Given instruction ->
Reproduce exactly the lines from the one containing "of the musician" through the last line of the data, both ends included.

═══ Entries supplied ═══

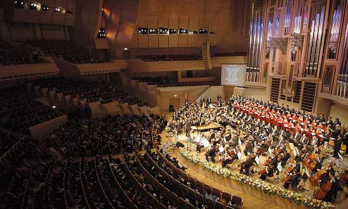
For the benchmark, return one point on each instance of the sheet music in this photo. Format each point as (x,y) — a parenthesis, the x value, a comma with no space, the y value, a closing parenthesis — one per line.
(257,160)
(279,167)
(340,156)
(205,143)
(295,153)
(307,172)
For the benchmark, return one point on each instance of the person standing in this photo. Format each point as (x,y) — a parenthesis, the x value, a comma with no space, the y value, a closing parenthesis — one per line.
(337,146)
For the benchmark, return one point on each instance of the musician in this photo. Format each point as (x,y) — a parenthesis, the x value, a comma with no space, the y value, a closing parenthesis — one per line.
(248,147)
(268,172)
(229,158)
(246,167)
(337,147)
(188,127)
(212,153)
(325,150)
(199,146)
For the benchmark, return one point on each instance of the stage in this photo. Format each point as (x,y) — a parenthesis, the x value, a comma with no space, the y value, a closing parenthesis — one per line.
(237,187)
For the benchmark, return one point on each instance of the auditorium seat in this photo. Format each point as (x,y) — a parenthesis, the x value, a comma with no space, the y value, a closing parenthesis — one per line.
(237,201)
(226,197)
(219,205)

═══

Solution for this problem ->
For the benchmark, return one point on each instance of the musician in this photo. Format each point as (x,y) — a parenthesis, the x value, a comma with no space, the y value, a closing parenthesis — one per line.
(248,147)
(268,172)
(229,158)
(246,167)
(337,147)
(188,127)
(212,153)
(325,150)
(199,146)
For the benchmark, return one point on each instance of the stage in this photo. Format each point as (x,y) — a parenthesis, the x value, a comma with no space, the y value, a closing parenthesis — one per line.
(237,187)
For the benchmark, return one point on each instance of the auditorium seat in this photo. Format each point as (x,y) — a parenthesis, the x value, a comma with no space, the y value, a closing parenthesis — one per line.
(237,201)
(226,197)
(219,205)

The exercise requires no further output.